▶ _Exercise inputs_:
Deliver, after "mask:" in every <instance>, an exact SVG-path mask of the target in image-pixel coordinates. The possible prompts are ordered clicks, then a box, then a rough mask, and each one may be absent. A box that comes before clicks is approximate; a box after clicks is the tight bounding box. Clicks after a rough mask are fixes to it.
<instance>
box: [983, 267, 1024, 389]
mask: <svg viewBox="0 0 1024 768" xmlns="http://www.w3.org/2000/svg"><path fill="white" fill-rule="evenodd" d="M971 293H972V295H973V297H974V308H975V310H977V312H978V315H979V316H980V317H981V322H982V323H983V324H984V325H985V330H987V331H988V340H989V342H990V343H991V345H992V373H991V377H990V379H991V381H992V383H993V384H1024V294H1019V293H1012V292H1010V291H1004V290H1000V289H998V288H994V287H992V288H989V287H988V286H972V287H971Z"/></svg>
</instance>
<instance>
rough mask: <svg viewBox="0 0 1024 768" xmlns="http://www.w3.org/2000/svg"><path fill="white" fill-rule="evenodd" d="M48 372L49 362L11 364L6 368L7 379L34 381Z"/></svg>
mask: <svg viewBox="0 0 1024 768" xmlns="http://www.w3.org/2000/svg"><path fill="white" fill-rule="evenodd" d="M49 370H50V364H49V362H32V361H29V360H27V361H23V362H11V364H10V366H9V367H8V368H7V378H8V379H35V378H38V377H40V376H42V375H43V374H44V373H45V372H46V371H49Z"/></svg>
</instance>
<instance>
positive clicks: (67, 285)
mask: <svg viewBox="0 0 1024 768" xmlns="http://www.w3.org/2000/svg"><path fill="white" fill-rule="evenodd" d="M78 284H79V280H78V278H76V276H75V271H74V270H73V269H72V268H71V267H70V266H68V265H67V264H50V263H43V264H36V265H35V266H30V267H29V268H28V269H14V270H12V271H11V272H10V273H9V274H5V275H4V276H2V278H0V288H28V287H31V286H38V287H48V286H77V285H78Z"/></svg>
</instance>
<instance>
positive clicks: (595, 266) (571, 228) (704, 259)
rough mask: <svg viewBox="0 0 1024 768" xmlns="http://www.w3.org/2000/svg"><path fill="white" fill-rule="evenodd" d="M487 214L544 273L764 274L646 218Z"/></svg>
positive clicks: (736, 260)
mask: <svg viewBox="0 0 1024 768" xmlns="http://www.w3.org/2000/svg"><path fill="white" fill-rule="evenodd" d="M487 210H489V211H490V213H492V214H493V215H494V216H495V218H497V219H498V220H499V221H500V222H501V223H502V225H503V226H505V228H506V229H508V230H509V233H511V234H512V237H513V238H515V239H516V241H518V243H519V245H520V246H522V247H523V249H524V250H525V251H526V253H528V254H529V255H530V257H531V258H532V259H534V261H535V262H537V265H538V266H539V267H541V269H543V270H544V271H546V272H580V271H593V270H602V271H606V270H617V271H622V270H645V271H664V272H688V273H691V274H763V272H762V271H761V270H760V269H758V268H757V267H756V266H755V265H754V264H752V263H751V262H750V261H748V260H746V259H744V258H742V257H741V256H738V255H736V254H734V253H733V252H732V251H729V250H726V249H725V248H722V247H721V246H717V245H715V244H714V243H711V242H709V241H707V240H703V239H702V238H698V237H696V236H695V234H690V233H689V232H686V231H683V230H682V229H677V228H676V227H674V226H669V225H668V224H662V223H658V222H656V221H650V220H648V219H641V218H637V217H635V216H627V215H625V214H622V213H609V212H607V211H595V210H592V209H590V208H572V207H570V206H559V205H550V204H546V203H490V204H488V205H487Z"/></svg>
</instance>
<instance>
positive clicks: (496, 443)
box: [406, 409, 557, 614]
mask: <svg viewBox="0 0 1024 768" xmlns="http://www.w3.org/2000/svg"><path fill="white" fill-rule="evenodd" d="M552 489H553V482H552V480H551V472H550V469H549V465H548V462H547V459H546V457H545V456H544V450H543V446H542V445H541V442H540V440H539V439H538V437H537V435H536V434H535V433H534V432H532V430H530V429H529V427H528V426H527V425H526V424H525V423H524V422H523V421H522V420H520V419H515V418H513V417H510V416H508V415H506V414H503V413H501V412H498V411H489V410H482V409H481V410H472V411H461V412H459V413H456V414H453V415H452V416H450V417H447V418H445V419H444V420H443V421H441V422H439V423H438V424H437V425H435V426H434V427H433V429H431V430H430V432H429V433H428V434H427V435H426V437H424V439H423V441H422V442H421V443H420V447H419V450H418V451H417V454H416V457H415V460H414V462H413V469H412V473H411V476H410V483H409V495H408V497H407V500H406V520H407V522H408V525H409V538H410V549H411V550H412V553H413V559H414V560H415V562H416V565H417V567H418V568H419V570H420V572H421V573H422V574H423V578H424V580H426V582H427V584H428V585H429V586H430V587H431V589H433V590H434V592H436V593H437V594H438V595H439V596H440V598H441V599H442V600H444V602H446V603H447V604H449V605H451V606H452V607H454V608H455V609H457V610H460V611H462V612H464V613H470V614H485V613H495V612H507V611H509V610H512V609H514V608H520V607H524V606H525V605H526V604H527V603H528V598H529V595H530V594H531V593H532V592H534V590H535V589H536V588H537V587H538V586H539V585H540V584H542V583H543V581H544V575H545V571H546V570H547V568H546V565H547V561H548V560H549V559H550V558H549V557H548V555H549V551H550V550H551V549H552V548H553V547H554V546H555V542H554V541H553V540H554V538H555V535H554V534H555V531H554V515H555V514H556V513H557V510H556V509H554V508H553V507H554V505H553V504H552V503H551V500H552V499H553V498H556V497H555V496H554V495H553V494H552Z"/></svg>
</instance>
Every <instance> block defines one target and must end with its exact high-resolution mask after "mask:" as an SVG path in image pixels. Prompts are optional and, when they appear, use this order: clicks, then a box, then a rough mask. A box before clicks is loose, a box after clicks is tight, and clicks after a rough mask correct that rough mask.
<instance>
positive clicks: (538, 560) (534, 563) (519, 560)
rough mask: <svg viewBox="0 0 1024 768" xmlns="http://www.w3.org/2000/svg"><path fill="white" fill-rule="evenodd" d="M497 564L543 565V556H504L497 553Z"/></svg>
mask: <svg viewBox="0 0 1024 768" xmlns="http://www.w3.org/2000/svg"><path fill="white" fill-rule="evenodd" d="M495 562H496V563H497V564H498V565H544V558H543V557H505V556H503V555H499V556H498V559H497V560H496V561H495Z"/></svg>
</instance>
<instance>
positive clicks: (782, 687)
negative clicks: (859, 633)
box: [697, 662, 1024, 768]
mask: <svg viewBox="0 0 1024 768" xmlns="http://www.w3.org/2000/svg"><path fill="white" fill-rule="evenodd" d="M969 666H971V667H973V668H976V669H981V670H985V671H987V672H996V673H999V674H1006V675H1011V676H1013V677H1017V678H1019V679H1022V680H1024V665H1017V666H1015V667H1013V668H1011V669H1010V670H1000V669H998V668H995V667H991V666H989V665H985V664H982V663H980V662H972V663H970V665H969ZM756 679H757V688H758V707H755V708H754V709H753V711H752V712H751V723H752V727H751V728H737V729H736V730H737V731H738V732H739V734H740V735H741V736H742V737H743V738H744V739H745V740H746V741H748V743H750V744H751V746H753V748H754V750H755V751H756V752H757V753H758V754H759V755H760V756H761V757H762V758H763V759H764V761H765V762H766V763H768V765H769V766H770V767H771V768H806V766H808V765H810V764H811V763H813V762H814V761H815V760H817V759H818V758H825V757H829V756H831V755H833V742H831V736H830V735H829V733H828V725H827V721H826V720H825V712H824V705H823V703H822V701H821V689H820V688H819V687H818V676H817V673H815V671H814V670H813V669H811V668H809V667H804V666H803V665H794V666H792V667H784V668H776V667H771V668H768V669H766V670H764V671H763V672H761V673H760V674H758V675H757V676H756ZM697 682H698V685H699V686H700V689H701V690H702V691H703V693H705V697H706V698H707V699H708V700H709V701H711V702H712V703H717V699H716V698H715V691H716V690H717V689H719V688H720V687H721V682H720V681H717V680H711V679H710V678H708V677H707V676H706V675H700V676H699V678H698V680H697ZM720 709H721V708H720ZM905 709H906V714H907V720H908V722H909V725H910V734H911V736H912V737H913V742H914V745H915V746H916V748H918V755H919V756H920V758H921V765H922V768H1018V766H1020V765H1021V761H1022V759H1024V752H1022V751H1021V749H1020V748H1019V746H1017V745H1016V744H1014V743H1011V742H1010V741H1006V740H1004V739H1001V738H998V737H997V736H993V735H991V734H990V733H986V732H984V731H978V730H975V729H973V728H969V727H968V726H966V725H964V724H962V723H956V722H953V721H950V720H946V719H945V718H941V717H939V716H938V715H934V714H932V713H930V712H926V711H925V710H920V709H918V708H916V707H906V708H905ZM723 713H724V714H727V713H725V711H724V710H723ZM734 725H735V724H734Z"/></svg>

▶ _What this task involves_:
Give back the lines from the first one through the line with "box: [983, 267, 1024, 389]", switching "rough mask" to "coarse mask" and changing nothing else.

▶ _Finished task_:
Deliver, after "mask:" in every <instance>, an exact SVG-path mask of the target in image-pixel coordinates. The possible prompts are ordered clicks, then a box, then a coarse mask, and each one may be absent. A box that comes before clicks is approximate; a box after clicks is the tight bounding box. Clicks after a coarse mask are fixes to it.
<instance>
box: [983, 267, 1024, 389]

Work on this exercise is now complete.